# PROBLEM DETAILS:
Reproduce the material below with each "instance" changed to "occurrence", leaving everything else untouched.

# EXTRACTED ENTRIES:
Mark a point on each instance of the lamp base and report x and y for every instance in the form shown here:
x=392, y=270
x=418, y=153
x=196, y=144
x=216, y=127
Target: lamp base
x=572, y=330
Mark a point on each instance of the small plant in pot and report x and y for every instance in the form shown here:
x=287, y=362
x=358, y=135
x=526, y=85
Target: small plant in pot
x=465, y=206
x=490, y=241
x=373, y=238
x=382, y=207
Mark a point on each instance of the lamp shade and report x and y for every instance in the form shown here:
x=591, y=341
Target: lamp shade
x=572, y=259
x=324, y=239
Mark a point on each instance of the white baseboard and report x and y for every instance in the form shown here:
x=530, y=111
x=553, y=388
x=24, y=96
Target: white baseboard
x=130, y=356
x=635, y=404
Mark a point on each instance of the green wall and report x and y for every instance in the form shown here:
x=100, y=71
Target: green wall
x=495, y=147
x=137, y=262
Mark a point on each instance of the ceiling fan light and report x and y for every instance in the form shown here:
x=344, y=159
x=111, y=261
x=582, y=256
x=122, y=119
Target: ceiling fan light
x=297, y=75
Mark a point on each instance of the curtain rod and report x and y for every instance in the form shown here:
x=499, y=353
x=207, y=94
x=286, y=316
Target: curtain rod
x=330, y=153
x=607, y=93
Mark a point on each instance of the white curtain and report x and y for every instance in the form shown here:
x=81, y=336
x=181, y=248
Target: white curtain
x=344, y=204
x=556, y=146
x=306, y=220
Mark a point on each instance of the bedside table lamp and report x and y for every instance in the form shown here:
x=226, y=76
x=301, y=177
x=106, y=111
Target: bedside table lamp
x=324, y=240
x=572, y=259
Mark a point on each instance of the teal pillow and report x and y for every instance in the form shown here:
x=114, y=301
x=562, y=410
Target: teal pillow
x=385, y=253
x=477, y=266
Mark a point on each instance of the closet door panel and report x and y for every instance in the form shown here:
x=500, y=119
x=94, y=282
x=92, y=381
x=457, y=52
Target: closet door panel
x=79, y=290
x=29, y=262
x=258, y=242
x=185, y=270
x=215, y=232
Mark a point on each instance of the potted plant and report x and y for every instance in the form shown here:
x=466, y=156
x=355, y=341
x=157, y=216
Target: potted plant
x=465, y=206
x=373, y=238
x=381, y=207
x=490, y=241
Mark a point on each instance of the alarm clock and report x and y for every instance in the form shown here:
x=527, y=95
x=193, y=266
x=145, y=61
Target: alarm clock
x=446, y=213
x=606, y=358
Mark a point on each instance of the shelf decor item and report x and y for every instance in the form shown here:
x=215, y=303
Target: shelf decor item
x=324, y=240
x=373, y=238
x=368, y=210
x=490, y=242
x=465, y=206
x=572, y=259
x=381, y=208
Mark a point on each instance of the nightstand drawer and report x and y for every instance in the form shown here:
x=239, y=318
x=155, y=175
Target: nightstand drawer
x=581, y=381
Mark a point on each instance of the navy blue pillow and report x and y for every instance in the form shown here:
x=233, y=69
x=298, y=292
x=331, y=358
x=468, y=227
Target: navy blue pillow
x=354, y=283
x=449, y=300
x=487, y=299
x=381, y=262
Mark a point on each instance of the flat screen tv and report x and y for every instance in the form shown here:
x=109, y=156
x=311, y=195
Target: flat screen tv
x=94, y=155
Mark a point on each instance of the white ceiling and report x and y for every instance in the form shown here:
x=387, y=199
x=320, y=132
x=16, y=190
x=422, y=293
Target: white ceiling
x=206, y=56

# WRITTEN RESPONSE:
Mark a point on each occurrence of the lamp base and report x and y for every occurrence in the form shown here:
x=392, y=270
x=418, y=153
x=196, y=144
x=216, y=127
Target: lamp base
x=572, y=330
Mark a point on each occurrence of the small plant in pot and report x and y for every occurrence in the form shown here:
x=287, y=362
x=358, y=135
x=526, y=85
Target: small plant in pot
x=465, y=206
x=490, y=241
x=373, y=238
x=382, y=207
Mark a point on each occurrence of the lamp shade and report x and y for every occurrence in the form shown here:
x=591, y=341
Target: lamp shade
x=572, y=259
x=324, y=239
Mark a point on each occurrence of the white baseboard and report x and y for every occurrence in the form shown here:
x=530, y=111
x=553, y=388
x=24, y=96
Target: white baseboard
x=130, y=356
x=635, y=404
Mark a point on each occurrence of the green wall and report x and y for every occurrence in the form shown here:
x=100, y=71
Target: green wall
x=495, y=147
x=137, y=262
Mark a point on each occurrence of the ceiling fan light and report x and y for every occurrence in the form shown here:
x=344, y=159
x=111, y=261
x=582, y=256
x=122, y=119
Target: ceiling fan light
x=297, y=75
Mark a point on each occurrence of the curtain rod and report x and y for every occurrence in the form shown here:
x=499, y=353
x=207, y=94
x=286, y=316
Target: curtain rod
x=330, y=153
x=607, y=93
Mark a point on each occurrence of the white curtain and report x and y for every occurrence in the form shown here:
x=81, y=336
x=181, y=248
Target: white curtain
x=344, y=204
x=556, y=146
x=306, y=220
Mark a point on each occurrence of the bedside table lamp and report x and y for every occurrence in the form shown here:
x=226, y=76
x=301, y=177
x=106, y=111
Target: bedside table lamp
x=324, y=240
x=572, y=259
Mark a point on each occurrence of the teal pillow and report x and y for every occurrence in the form shown here:
x=114, y=301
x=562, y=410
Target: teal pillow
x=385, y=253
x=477, y=266
Mark a point on each occurrence of the closet door panel and report x and y for every occurrence in the form shown here:
x=500, y=119
x=94, y=282
x=92, y=381
x=457, y=52
Target: closet door panel
x=79, y=290
x=29, y=262
x=258, y=242
x=185, y=270
x=215, y=232
Mark a point on each occurrence of the potted plant and report x and y for every occurrence in the form shown here:
x=466, y=156
x=355, y=341
x=157, y=216
Target: potted plant
x=465, y=206
x=373, y=238
x=381, y=207
x=490, y=241
Mark a point on each occurrence of the alarm clock and report x and y for every occurrence in the form shown here:
x=527, y=95
x=193, y=266
x=145, y=61
Target: alarm clock
x=446, y=213
x=606, y=358
Mark a point on each occurrence of the shelf decor item and report x and y for every occurrence in the form shown here:
x=215, y=303
Target: shelf decor item
x=324, y=240
x=373, y=238
x=368, y=210
x=490, y=242
x=465, y=206
x=572, y=259
x=381, y=208
Mark a point on each occurrence of the nightstand drawer and report x and y for every occurrence in the form shown here:
x=239, y=318
x=155, y=175
Target: nightstand drawer
x=581, y=381
Mark a point on each occurrence of the navy blue pillow and report x and y for every occurrence in the form shown here:
x=233, y=69
x=298, y=292
x=331, y=358
x=468, y=227
Target: navy blue pillow
x=354, y=283
x=449, y=300
x=487, y=299
x=381, y=262
Mark a point on each occurrence of the flat screen tv and report x and y for every occurrence in the form shown here:
x=109, y=156
x=311, y=195
Target: flat screen tv
x=94, y=155
Mark a point on each occurrence of the white ceiling and report x and y for every occurrence in the form shown here:
x=387, y=199
x=320, y=132
x=16, y=190
x=422, y=293
Target: white ceiling
x=206, y=56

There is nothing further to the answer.